WHAT IS NEEDED
Determine how many of the lines below hold the word "with". Give the number and nothing else.
* * * * * * * * *
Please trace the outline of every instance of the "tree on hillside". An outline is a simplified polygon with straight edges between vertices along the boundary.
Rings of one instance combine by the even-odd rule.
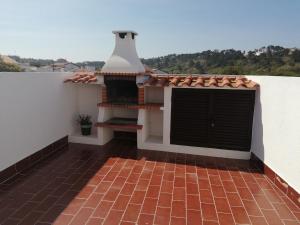
[[[21,72],[22,69],[14,64],[9,64],[3,62],[2,59],[0,59],[0,72]]]

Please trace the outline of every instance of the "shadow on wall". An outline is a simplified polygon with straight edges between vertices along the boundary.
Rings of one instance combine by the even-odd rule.
[[[263,141],[263,122],[262,122],[262,105],[260,99],[260,89],[256,90],[255,108],[252,126],[252,147],[251,153],[255,154],[261,161],[264,162],[264,141]]]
* * * * * * * * *
OUTPUT FOR THIS TASK
2